▶ [Written task A]
Answer these questions from the interview about the novel “Strange Country Day.”
(i) Who suggested the first idea of vampires playing football?
(ii) What much-debated topic in today's sports world does the author hope readers will connect to the novel?
(iii) Which futurist and inventor did the author interview for ESPN The Magazine?
▶ [Written task B]
Go on with the interview about the novel “Strange Country Day” from the point where it stops.

====== Selected passage

What inspired you to write your first book?
The tale of “Strange Country Day” began with a simple idea courtesy of my mom (both my parents are writers). She said to me, “I’ve got a book idea for you: Vampires playing football.” I rejected it immediately – “Twilight” was all the rage and I thought bloodsuckers would be out of style by the time I was published. But the image of a vampire flying up to catch a pass stuck with me – why would someone be able to fly up 10 feet in the air to catch a pass? And could other kids playing football have special powers? I used my love of comic books, young adult books and my day job as a sportswriter as inspiration and tossed out the vampires.

Is there a message in your novel that you want readers to grasp?
My characters in “SCD” grapple with the problem presented to them: They find out they have special powers that help them on the football field, but is that morally right? I hope my readers think about how that relates to today’s sports world in which performance enhancing drugs are a much-debated and discussed topic. 

How much of the book is realistic?
The football and everyday struggles of middle school kids are real. But the special powers, obviously, are not. I did, however, fictionalize some concepts I heard about in an interview I did for ESPN The Magazine with futurist and inventor Ray Kurzweil, who spoke to me about the future of sports and legal performance enhancement.

Are there any new authors that have grasped your interest?
I am a huge fan of Ernest Cline, the writer of “Ready Player One.” I just finished his new novel, “Armada,” in about a week. He’s the kind of writer I can only hope to be – someone who combines action, adventure, romance, pop culture and science fiction into one page-turning package.

============
====== Items

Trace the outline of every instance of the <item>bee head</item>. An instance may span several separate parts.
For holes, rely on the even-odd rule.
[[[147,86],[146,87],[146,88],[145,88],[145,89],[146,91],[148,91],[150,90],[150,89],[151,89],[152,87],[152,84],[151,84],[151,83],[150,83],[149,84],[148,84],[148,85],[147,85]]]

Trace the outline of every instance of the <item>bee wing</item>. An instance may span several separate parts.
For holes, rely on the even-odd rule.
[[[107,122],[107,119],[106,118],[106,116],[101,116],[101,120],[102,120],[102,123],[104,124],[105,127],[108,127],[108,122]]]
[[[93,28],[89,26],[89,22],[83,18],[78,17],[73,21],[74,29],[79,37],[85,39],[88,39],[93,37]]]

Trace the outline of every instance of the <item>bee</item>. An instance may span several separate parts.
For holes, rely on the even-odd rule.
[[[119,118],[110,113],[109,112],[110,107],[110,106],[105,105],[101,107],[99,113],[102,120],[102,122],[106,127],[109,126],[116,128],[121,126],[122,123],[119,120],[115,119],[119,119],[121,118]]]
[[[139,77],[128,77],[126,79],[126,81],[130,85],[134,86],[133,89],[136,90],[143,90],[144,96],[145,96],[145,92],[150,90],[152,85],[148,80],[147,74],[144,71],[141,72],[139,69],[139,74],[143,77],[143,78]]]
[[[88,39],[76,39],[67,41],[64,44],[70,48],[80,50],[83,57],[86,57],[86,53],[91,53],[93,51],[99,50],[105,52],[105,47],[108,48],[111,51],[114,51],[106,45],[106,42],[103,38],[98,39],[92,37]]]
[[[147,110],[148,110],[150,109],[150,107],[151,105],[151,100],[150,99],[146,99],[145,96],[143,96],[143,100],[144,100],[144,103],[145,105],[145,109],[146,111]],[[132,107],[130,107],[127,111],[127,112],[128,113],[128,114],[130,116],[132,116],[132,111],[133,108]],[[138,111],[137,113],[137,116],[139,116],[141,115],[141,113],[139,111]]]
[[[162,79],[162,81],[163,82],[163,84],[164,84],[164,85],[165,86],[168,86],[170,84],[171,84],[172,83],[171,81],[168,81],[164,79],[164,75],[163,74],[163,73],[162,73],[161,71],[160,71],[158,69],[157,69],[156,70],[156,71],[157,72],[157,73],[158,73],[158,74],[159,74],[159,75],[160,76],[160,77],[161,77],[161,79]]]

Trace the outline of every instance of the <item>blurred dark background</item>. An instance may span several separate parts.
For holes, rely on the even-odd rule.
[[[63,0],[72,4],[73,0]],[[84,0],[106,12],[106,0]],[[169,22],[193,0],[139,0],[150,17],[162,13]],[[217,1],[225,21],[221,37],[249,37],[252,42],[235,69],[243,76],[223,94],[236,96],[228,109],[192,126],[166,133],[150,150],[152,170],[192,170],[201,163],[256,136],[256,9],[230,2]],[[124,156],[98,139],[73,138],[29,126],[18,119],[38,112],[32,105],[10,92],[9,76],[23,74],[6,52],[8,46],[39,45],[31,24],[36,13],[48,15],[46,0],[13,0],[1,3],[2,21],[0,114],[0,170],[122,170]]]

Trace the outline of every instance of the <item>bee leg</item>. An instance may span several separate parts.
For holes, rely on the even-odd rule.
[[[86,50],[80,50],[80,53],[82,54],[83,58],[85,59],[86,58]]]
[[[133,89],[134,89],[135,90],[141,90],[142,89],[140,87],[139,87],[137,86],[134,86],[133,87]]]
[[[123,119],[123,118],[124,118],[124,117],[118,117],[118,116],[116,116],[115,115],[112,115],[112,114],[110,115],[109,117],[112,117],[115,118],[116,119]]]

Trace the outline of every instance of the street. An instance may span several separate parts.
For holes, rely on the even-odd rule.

============

▶ [Right answer A]
(i) The author's mom.
(ii) Performance enhancing drugs.
(iii) Ray Kurzweil.

▶ [Right answer B]
Do you see writing as a career?
I do, especially given what I do as a day job. I’m a sports writer who currently works for NJ.com, producing multiple posts a day about local New York and New Jersey pro and college teams.

Do you recall how your interest in writing originated?
My parents are both writers and I always felt the pull to be creative. I recently went through an old box from my childhood and found a pile of “books” I wrote and illustrated. Some of them even had “about the author” copy and “other works by Charles Curtis” in the back! I also spent high school doodling characters in my margins and daydreaming stories, so writing is in my blood.

What were the challenges (research, literary, psychological, and logistical) in bringing it to life?
Normally, you hear about writers knowing the story and not the ending. I had the opposite challenge: I knew how the book ended and wrote the final chapter first. So I had the pleasant problem of filling in the plot backwards. How the heck would I get my characters get to that final point?

While you were writing, did you ever feel as if you were one of the characters?
In seventh grade, I was a tall, skinny kid at a new school, trying to fit in and spending numerous hours watching sports. The protagonist of “SCD” is Alexander Graham Ptuiac, a tall, skinny kid at a new school who loves sports. So, uh, yes. But I did think it helped to think about what seventh grade Charles’ experience was at that age in writing Alex.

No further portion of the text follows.